[Written exercise 1]:
Rewrite the listing lines (not the forum thread) from the line containing "identify each browned" up to and including the line containing "[104, 419, 782, 1145]", requests included, and give only those lines. Multiply every box coordinate in the answers by 0.9, rounding to whole numbers with halves rounded up.

[Reading text]:
- - - - -

For those members of the forum unable to speak this new language...

How amusing, by jove my friend, I am regularly down at the Mile End, indeed I will be travelling through Bethnal Green later today to provide my cousin with a lift back from his place of employment. Much to my dismay I have never seen your Audi TT in the area but now that I am aware of your locale I shall endevour to keep my eyes peeled and watch out for you.

I have to admit, it takes less typing to say it the new way though.


----------



## TiTi (Mar 5, 2007)

S10TYG said:


> indeed. its just the way different people communicate with each other.


Some people grunt at each other, others spit and some talk like they have a defficiency of some sort, doesnt make it cool though. I really fail to understand the modern trend of being "street" why is it cool to be worse than normal people in every aspect? How can negatives turn to positives? How can poor taste be cool? Anyway....

- - - - -

[Written exercise 2]:
Copy the forum thread from "For those members" up to and including "new way though.", changing "cousin" to "brother".

[Record set]:
- - - - -

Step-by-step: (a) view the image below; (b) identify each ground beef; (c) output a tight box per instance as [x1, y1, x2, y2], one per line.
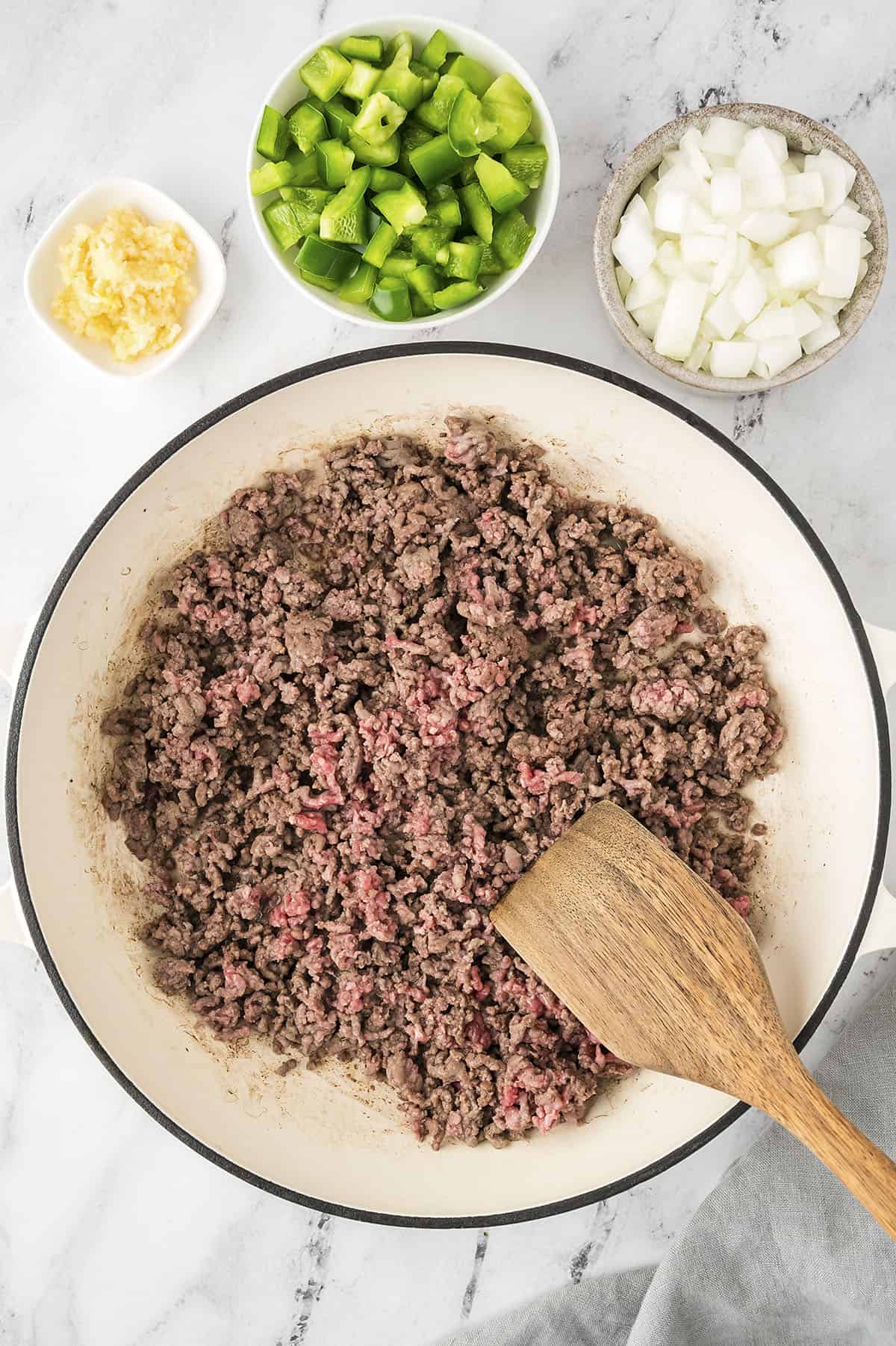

- - - - -

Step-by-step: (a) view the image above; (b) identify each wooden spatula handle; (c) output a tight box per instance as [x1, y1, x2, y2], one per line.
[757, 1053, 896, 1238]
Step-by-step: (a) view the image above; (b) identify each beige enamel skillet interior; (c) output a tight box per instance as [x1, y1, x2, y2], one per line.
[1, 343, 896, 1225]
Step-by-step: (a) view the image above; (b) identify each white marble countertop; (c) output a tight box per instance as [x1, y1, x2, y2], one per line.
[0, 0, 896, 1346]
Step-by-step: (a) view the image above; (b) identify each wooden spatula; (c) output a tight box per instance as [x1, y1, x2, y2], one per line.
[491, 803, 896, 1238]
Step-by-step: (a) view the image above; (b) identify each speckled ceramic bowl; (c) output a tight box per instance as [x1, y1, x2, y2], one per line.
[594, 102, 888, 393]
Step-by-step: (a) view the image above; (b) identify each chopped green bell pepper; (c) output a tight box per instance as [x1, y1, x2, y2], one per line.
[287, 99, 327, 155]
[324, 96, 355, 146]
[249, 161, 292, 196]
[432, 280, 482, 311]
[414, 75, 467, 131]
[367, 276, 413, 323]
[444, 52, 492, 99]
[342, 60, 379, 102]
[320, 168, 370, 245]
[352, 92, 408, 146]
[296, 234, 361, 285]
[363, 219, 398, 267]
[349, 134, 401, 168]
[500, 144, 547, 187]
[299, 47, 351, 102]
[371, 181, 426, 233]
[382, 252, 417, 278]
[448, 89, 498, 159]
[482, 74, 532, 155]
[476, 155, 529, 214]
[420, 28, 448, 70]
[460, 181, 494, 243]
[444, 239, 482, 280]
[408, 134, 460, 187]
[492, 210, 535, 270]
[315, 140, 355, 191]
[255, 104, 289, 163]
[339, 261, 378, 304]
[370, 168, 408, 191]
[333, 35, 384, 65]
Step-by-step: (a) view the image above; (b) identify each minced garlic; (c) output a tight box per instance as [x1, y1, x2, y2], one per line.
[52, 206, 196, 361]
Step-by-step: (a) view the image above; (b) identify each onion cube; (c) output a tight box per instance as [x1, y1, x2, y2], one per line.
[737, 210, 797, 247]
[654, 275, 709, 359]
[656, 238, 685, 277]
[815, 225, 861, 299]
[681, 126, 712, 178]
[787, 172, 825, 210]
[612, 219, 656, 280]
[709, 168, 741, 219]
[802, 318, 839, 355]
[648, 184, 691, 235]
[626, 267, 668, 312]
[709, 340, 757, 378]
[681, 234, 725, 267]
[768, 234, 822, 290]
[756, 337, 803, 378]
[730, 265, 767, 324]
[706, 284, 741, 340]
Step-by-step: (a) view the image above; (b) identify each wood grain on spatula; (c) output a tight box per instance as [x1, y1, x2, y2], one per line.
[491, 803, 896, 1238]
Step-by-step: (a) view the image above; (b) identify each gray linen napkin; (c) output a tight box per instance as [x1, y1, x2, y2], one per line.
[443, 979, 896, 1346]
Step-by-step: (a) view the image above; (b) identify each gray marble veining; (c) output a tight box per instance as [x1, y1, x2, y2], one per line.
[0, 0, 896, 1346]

- - - - -

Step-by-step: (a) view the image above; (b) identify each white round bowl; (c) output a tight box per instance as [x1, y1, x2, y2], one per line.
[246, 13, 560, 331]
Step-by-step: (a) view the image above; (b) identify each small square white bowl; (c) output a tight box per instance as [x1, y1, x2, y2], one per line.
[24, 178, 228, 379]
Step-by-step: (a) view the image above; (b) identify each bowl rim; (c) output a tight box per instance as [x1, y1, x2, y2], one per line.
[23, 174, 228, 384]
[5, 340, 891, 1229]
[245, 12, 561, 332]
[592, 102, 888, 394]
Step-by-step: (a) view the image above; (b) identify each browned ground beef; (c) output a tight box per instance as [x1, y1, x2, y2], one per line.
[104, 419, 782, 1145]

- - - - -

[Output 1]:
Step-by-step: (a) view the image above; (b) identify each browned ground beef; (c) output a tight box per instance as [x1, y1, x2, y2], one per line.
[94, 377, 704, 1031]

[Output 2]:
For those members of the forum unable to speak this new language...

How amusing, by jove my friend, I am regularly down at the Mile End, indeed I will be travelling through Bethnal Green later today to provide my brother with a lift back from his place of employment. Much to my dismay I have never seen your Audi TT in the area but now that I am aware of your locale I shall endevour to keep my eyes peeled and watch out for you.

I have to admit, it takes less typing to say it the new way though.